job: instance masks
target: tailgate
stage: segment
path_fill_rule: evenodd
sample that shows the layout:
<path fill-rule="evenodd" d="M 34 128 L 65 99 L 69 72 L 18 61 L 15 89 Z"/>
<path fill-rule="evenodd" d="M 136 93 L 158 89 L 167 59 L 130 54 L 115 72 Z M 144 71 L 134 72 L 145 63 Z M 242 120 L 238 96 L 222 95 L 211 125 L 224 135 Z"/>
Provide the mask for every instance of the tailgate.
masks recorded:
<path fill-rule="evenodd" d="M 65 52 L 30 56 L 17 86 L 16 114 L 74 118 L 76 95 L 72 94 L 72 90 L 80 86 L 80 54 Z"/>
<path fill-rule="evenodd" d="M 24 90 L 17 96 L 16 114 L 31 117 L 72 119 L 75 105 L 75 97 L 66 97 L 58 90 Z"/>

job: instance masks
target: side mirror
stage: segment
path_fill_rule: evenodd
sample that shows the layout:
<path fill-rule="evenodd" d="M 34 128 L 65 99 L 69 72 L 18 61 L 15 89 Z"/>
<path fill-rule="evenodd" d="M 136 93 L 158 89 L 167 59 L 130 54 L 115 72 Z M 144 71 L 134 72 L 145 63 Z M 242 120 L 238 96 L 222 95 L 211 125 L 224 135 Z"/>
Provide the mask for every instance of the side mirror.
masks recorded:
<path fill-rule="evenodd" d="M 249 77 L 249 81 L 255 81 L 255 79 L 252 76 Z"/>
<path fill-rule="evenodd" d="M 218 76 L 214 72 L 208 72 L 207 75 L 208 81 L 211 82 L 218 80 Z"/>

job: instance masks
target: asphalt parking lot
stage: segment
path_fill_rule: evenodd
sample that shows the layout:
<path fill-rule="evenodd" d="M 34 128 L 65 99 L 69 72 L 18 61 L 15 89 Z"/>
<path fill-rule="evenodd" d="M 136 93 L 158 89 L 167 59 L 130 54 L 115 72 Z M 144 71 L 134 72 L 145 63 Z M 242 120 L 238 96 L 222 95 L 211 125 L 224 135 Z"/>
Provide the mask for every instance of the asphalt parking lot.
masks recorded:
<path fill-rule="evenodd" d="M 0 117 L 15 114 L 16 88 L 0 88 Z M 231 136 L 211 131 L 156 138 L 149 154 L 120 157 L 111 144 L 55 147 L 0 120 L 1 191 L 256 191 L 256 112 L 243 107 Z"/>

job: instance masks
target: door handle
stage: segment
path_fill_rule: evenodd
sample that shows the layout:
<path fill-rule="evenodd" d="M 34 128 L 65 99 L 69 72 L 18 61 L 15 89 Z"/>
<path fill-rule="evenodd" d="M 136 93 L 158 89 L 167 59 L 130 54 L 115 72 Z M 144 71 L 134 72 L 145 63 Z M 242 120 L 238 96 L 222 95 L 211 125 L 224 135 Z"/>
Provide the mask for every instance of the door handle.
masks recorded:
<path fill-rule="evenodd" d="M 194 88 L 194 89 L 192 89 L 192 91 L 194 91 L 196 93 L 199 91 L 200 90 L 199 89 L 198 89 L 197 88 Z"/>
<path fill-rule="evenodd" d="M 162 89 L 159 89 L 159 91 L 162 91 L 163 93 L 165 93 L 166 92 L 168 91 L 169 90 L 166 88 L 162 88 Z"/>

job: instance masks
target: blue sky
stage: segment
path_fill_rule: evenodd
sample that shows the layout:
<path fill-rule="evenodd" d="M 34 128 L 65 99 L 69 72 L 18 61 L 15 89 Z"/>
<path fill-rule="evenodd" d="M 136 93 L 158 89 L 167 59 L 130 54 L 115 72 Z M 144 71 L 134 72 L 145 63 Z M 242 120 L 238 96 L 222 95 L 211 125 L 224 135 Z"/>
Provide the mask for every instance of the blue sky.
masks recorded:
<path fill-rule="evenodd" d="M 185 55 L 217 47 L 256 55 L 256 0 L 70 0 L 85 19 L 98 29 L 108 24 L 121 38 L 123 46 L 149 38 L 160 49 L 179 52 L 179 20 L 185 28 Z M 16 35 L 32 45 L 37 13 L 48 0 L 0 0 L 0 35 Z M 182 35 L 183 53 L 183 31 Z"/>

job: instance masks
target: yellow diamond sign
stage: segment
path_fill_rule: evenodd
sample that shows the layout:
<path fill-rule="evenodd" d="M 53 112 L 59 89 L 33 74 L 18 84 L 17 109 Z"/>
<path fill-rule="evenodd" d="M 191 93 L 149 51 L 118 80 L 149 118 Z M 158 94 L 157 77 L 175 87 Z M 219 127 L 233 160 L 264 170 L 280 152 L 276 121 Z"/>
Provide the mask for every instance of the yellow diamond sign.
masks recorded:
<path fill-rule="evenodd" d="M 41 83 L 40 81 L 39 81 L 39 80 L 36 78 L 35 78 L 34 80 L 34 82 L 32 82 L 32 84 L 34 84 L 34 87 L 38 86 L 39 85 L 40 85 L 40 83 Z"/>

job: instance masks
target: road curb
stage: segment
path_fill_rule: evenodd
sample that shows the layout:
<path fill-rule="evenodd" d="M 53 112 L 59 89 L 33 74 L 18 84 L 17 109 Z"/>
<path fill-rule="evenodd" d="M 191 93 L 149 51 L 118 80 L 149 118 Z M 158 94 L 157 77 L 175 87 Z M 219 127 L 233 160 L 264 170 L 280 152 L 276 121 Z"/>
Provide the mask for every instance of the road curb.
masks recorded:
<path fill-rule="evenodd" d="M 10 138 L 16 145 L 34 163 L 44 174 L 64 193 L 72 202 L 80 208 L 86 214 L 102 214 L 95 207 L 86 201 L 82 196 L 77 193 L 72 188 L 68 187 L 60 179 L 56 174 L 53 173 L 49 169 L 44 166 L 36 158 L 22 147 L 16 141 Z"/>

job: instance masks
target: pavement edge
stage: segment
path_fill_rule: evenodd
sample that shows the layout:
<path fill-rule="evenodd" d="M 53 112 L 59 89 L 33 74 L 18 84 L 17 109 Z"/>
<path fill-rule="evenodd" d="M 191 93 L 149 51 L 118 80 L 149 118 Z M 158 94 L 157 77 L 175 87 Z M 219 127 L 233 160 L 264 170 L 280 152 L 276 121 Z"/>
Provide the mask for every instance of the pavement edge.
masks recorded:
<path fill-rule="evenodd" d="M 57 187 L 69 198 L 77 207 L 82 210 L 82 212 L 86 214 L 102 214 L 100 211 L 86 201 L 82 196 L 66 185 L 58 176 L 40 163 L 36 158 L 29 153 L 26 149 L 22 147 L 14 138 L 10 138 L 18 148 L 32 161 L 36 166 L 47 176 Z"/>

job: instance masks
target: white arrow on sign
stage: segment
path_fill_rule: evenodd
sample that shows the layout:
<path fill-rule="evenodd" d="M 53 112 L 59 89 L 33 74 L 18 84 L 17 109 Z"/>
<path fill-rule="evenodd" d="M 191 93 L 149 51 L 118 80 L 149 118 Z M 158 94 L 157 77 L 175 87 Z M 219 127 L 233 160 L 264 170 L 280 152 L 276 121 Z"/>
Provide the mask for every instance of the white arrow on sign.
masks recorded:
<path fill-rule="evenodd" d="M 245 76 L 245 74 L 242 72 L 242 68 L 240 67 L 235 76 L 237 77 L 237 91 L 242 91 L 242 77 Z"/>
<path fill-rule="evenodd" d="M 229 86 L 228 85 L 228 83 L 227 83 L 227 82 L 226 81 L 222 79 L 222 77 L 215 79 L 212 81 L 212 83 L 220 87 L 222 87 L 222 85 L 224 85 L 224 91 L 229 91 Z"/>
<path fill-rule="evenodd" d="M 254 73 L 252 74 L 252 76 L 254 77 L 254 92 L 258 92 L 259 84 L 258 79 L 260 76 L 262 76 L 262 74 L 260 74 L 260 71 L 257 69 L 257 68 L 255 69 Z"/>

* [EXERCISE DIRECTIONS]
Rewrite every line of the records above as a numbered list, omitting the blank lines.

* [REPLY TO THE TASK]
1. job: instance masks
2. target: tailgate
3. stage: segment
4. path_fill_rule: evenodd
5. sample that shows the layout:
6. <path fill-rule="evenodd" d="M 34 128 L 65 99 L 69 72 L 18 61 L 15 89 Z"/>
7. <path fill-rule="evenodd" d="M 136 93 L 158 89 L 167 59 L 130 54 L 115 72 Z M 144 71 L 134 72 L 145 63 Z M 242 120 L 238 96 L 222 95 L 211 125 L 224 135 Z"/>
8. Provide the mask for every instance of the tailgate.
9. masks recorded:
10. <path fill-rule="evenodd" d="M 65 52 L 30 56 L 17 86 L 16 114 L 74 118 L 76 95 L 72 94 L 72 90 L 80 86 L 80 54 Z"/>
11. <path fill-rule="evenodd" d="M 24 90 L 17 96 L 16 114 L 31 117 L 72 119 L 75 105 L 75 97 L 66 97 L 58 90 Z"/>
12. job: instance masks
13. target: side mirror
14. stage: segment
15. path_fill_rule: evenodd
16. sample that shows the layout:
17. <path fill-rule="evenodd" d="M 34 128 L 65 99 L 69 72 L 18 61 L 15 89 Z"/>
18. <path fill-rule="evenodd" d="M 136 93 L 158 89 L 167 59 L 130 54 L 115 72 Z M 144 71 L 134 72 L 145 63 Z M 242 120 L 238 96 L 222 95 L 211 125 L 224 135 Z"/>
19. Provide the mask for every instance of the side mirror.
20. masks recorded:
21. <path fill-rule="evenodd" d="M 249 77 L 249 81 L 255 81 L 255 79 L 252 76 Z"/>
22. <path fill-rule="evenodd" d="M 218 76 L 214 72 L 208 72 L 207 75 L 208 81 L 211 82 L 218 80 Z"/>
23. job: instance masks
24. target: asphalt parking lot
25. stage: segment
26. path_fill_rule: evenodd
27. sample that shows the layout:
28. <path fill-rule="evenodd" d="M 34 128 L 65 99 L 69 72 L 18 61 L 15 89 Z"/>
29. <path fill-rule="evenodd" d="M 136 93 L 158 89 L 167 59 L 130 54 L 115 72 Z M 144 71 L 134 72 L 145 63 Z M 242 120 L 238 96 L 222 95 L 211 125 L 224 135 Z"/>
30. Provide the mask for every instance of the asphalt parking lot.
31. masks recorded:
32. <path fill-rule="evenodd" d="M 0 117 L 15 114 L 16 88 L 0 88 Z M 231 136 L 211 131 L 156 138 L 149 154 L 120 157 L 111 144 L 55 147 L 0 120 L 1 191 L 256 191 L 256 112 L 243 107 Z"/>
33. job: instance masks
34. target: door handle
35. stage: segment
36. path_fill_rule: evenodd
37. sample that shows the layout:
38. <path fill-rule="evenodd" d="M 34 128 L 65 99 L 69 72 L 18 61 L 15 89 Z"/>
39. <path fill-rule="evenodd" d="M 136 93 L 158 89 L 167 59 L 130 54 L 115 72 Z M 144 71 L 134 72 L 145 63 Z M 242 120 L 238 96 L 222 95 L 211 125 L 224 135 Z"/>
40. Provide the mask for every instance of the door handle.
41. masks recorded:
42. <path fill-rule="evenodd" d="M 194 88 L 194 89 L 192 89 L 192 91 L 194 91 L 196 93 L 199 91 L 200 90 L 199 89 L 198 89 L 197 88 Z"/>
43. <path fill-rule="evenodd" d="M 162 89 L 159 89 L 159 91 L 162 91 L 163 93 L 165 93 L 166 92 L 168 91 L 169 90 L 166 88 L 162 88 Z"/>
44. job: instance masks
45. target: blue sky
46. stage: segment
47. path_fill_rule: evenodd
48. sample that shows the layout:
49. <path fill-rule="evenodd" d="M 34 128 L 65 99 L 69 72 L 18 61 L 15 89 Z"/>
50. <path fill-rule="evenodd" d="M 136 93 L 158 89 L 167 59 L 130 54 L 115 72 Z M 144 71 L 134 72 L 145 63 Z M 242 120 L 238 96 L 222 95 L 211 125 L 224 135 Z"/>
51. Provide the mask for every instance of the blue sky.
52. masks recorded:
53. <path fill-rule="evenodd" d="M 185 55 L 217 47 L 256 55 L 256 0 L 70 0 L 85 19 L 98 29 L 108 24 L 121 38 L 123 46 L 149 38 L 160 49 L 179 52 L 179 20 L 185 28 Z M 16 35 L 32 45 L 37 13 L 48 0 L 0 0 L 0 35 Z M 182 35 L 183 53 L 183 31 Z"/>
54. job: instance masks
55. target: yellow diamond sign
56. stage: segment
57. path_fill_rule: evenodd
58. sample that shows the layout:
59. <path fill-rule="evenodd" d="M 53 112 L 59 89 L 33 74 L 18 84 L 17 109 Z"/>
60. <path fill-rule="evenodd" d="M 191 93 L 149 51 L 118 80 L 149 118 Z M 158 94 L 157 77 L 175 87 Z M 219 127 L 233 160 L 264 170 L 280 152 L 276 121 Z"/>
61. Provide the mask for every instance of the yellow diamond sign.
62. masks recorded:
63. <path fill-rule="evenodd" d="M 41 83 L 40 81 L 39 81 L 39 80 L 36 78 L 35 78 L 34 80 L 34 82 L 32 82 L 32 84 L 34 84 L 34 87 L 38 86 L 39 85 L 40 85 L 40 83 Z"/>
64. job: instance masks
65. target: road curb
66. stage: segment
67. path_fill_rule: evenodd
68. sample that shows the layout:
69. <path fill-rule="evenodd" d="M 53 112 L 59 89 L 33 74 L 18 84 L 17 109 Z"/>
70. <path fill-rule="evenodd" d="M 191 93 L 149 51 L 118 80 L 149 118 Z M 158 94 L 157 77 L 175 87 Z M 219 127 L 233 160 L 264 170 L 280 152 L 276 121 Z"/>
71. Provide the mask for every instance of the road curb.
72. masks recorded:
73. <path fill-rule="evenodd" d="M 10 138 L 16 145 L 34 163 L 44 174 L 64 193 L 72 202 L 80 208 L 86 214 L 102 214 L 95 207 L 86 201 L 82 196 L 77 193 L 72 188 L 68 187 L 60 179 L 56 174 L 53 173 L 49 169 L 44 166 L 36 158 L 22 147 L 16 141 Z"/>
74. job: instance masks
75. target: pavement edge
76. stage: segment
77. path_fill_rule: evenodd
78. sample that shows the layout:
79. <path fill-rule="evenodd" d="M 53 112 L 59 89 L 33 74 L 18 84 L 17 109 Z"/>
80. <path fill-rule="evenodd" d="M 191 93 L 149 51 L 118 80 L 149 118 Z M 158 94 L 157 77 L 175 87 Z M 219 127 L 233 160 L 264 170 L 280 152 L 276 121 Z"/>
81. Provide the mask for every instance of the pavement edge.
82. masks recorded:
83. <path fill-rule="evenodd" d="M 57 187 L 69 198 L 77 207 L 82 210 L 82 212 L 86 214 L 102 214 L 100 211 L 86 201 L 82 196 L 66 185 L 58 176 L 40 163 L 36 158 L 29 153 L 26 149 L 22 147 L 14 138 L 10 138 L 18 148 L 32 161 L 36 166 L 47 176 Z"/>
84. job: instance masks
85. target: white arrow on sign
86. stage: segment
87. path_fill_rule: evenodd
88. sample that shows the layout:
89. <path fill-rule="evenodd" d="M 53 112 L 59 89 L 33 74 L 18 84 L 17 109 Z"/>
90. <path fill-rule="evenodd" d="M 191 93 L 149 51 L 118 80 L 149 118 Z M 158 94 L 157 77 L 175 87 Z M 219 127 L 233 160 L 264 170 L 280 152 L 276 121 Z"/>
91. Provide the mask for every instance of the white arrow on sign.
92. masks recorded:
93. <path fill-rule="evenodd" d="M 245 76 L 245 74 L 242 72 L 242 68 L 240 67 L 235 76 L 237 77 L 237 91 L 242 91 L 242 77 Z"/>
94. <path fill-rule="evenodd" d="M 229 86 L 228 85 L 228 83 L 227 83 L 227 82 L 226 81 L 222 79 L 222 77 L 215 79 L 212 81 L 212 83 L 220 87 L 222 87 L 222 85 L 224 85 L 224 91 L 229 91 Z"/>
95. <path fill-rule="evenodd" d="M 254 73 L 252 74 L 252 76 L 254 77 L 254 92 L 258 92 L 259 84 L 258 79 L 260 76 L 262 76 L 262 74 L 260 74 L 260 71 L 257 69 L 257 68 L 255 69 Z"/>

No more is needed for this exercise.